— Work instructions —
Rewrite the lines below with every "drop a point" changed to "place a marker" and everything else left the same.

— Input material —
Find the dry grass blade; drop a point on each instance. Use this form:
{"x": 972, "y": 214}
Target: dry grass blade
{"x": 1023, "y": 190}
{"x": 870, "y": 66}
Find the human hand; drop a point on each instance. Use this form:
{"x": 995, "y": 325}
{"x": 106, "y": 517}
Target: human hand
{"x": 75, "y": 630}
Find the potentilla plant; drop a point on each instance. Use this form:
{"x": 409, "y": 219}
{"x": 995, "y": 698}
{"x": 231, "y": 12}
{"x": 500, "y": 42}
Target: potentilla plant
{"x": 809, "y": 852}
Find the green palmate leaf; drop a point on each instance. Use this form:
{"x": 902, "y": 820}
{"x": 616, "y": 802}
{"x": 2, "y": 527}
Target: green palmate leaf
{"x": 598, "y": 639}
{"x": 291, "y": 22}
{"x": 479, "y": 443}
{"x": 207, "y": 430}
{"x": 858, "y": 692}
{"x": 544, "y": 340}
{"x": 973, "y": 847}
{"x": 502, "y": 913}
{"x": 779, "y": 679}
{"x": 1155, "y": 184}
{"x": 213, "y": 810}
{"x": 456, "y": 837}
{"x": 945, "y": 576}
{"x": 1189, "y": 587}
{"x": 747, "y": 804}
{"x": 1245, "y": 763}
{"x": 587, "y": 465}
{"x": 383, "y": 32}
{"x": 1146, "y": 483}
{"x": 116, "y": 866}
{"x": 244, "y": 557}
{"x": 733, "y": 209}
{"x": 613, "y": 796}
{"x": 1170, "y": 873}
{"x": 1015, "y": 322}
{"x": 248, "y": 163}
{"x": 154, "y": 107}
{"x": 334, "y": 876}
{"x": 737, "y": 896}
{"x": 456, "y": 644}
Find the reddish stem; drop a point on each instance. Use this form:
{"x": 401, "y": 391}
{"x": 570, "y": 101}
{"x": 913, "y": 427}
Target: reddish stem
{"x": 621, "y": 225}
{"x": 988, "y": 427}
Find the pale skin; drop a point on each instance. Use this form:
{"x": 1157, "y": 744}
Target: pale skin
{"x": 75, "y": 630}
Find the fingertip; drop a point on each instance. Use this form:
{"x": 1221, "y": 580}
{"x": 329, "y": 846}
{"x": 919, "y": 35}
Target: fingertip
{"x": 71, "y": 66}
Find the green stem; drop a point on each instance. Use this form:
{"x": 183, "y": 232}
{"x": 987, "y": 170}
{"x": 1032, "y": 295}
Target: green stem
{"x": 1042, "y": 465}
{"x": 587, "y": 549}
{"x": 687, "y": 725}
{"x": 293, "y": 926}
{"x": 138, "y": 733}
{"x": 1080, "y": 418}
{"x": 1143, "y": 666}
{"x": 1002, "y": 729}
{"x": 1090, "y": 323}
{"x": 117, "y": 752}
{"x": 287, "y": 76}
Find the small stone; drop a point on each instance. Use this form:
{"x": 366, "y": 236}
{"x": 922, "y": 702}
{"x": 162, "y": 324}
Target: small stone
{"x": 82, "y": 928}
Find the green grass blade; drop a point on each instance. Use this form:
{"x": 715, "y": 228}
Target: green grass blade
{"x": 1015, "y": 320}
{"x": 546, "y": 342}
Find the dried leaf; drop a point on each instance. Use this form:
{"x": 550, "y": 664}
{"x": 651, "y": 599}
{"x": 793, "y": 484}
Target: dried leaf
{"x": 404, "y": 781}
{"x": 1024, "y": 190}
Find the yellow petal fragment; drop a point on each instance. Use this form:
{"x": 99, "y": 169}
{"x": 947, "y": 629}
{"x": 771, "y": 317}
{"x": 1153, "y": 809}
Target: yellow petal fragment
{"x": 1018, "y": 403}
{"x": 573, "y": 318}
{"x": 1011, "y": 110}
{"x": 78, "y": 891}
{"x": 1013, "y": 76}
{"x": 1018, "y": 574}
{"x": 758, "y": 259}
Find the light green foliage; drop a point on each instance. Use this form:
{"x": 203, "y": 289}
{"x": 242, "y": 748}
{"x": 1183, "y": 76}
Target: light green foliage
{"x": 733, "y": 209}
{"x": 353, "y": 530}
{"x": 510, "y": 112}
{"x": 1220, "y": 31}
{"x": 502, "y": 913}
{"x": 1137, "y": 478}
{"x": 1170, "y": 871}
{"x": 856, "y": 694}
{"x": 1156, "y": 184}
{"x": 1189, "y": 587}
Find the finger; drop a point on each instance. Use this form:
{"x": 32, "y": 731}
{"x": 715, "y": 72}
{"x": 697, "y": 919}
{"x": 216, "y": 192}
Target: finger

— Full response —
Find the dry grass blade; place a marker on each instance. Use this form:
{"x": 972, "y": 214}
Target: dry grass blade
{"x": 1023, "y": 190}
{"x": 870, "y": 66}
Find the human hand; place a marker on each instance. Use this form:
{"x": 995, "y": 325}
{"x": 106, "y": 517}
Target: human hand
{"x": 75, "y": 630}
Find the potentilla plant; place a marker on each instance. Use this form:
{"x": 409, "y": 219}
{"x": 995, "y": 698}
{"x": 231, "y": 12}
{"x": 500, "y": 42}
Target: potentilla plant
{"x": 809, "y": 852}
Find the green palmate leaf; place a marker on each instance. Use this form:
{"x": 902, "y": 820}
{"x": 616, "y": 802}
{"x": 2, "y": 527}
Target: green palmate leaf
{"x": 598, "y": 639}
{"x": 291, "y": 22}
{"x": 479, "y": 443}
{"x": 207, "y": 430}
{"x": 858, "y": 692}
{"x": 544, "y": 340}
{"x": 973, "y": 847}
{"x": 502, "y": 913}
{"x": 779, "y": 679}
{"x": 1155, "y": 184}
{"x": 213, "y": 810}
{"x": 456, "y": 837}
{"x": 945, "y": 576}
{"x": 1189, "y": 587}
{"x": 747, "y": 804}
{"x": 1245, "y": 763}
{"x": 587, "y": 465}
{"x": 383, "y": 32}
{"x": 1146, "y": 483}
{"x": 116, "y": 866}
{"x": 244, "y": 557}
{"x": 733, "y": 209}
{"x": 613, "y": 796}
{"x": 1170, "y": 873}
{"x": 1015, "y": 322}
{"x": 248, "y": 163}
{"x": 154, "y": 107}
{"x": 334, "y": 876}
{"x": 737, "y": 896}
{"x": 456, "y": 644}
Find the reddish stem; place a marker on each instance. Use this form:
{"x": 401, "y": 391}
{"x": 570, "y": 101}
{"x": 913, "y": 427}
Target: reddish stem
{"x": 621, "y": 225}
{"x": 988, "y": 427}
Find the pale skin; place a marker on each instance. Use this form:
{"x": 1157, "y": 744}
Target: pale skin
{"x": 75, "y": 630}
Find the fingertip; place a marker on each instance. Use this form:
{"x": 1221, "y": 580}
{"x": 329, "y": 846}
{"x": 919, "y": 35}
Target: fingertip
{"x": 71, "y": 66}
Find the green stem; place a marker on each instance. Use this form:
{"x": 183, "y": 232}
{"x": 987, "y": 170}
{"x": 1032, "y": 295}
Target: green stem
{"x": 1042, "y": 465}
{"x": 587, "y": 549}
{"x": 687, "y": 725}
{"x": 293, "y": 926}
{"x": 138, "y": 733}
{"x": 1080, "y": 418}
{"x": 1143, "y": 666}
{"x": 1002, "y": 729}
{"x": 1090, "y": 323}
{"x": 117, "y": 752}
{"x": 287, "y": 76}
Find the small stone; place a marker on each instance. Use this form:
{"x": 366, "y": 236}
{"x": 922, "y": 702}
{"x": 162, "y": 324}
Target: small stone
{"x": 82, "y": 928}
Find the green grass blade; place a marker on each instance. Use this form:
{"x": 715, "y": 228}
Target: green grass blade
{"x": 1015, "y": 320}
{"x": 546, "y": 342}
Find the dried leaf; place a marker on each instance. Use this form:
{"x": 550, "y": 664}
{"x": 651, "y": 599}
{"x": 793, "y": 484}
Target: dried leaf
{"x": 404, "y": 781}
{"x": 1024, "y": 190}
Find the yellow petal fragment; place a marker on each instance. Use this form:
{"x": 99, "y": 169}
{"x": 947, "y": 629}
{"x": 771, "y": 317}
{"x": 1153, "y": 809}
Target: yellow petal fragment
{"x": 1018, "y": 403}
{"x": 573, "y": 318}
{"x": 1011, "y": 110}
{"x": 78, "y": 891}
{"x": 1013, "y": 76}
{"x": 1018, "y": 574}
{"x": 758, "y": 259}
Find the light green foliage; place a marker on each instance. Use this form:
{"x": 203, "y": 289}
{"x": 242, "y": 748}
{"x": 1183, "y": 76}
Target: light green foliage
{"x": 733, "y": 209}
{"x": 353, "y": 530}
{"x": 510, "y": 112}
{"x": 1220, "y": 31}
{"x": 502, "y": 913}
{"x": 1137, "y": 478}
{"x": 1170, "y": 871}
{"x": 856, "y": 694}
{"x": 1156, "y": 184}
{"x": 1189, "y": 587}
Find the finger; place a marker on each instance. Use this form:
{"x": 32, "y": 731}
{"x": 715, "y": 72}
{"x": 697, "y": 919}
{"x": 216, "y": 192}
Target: finger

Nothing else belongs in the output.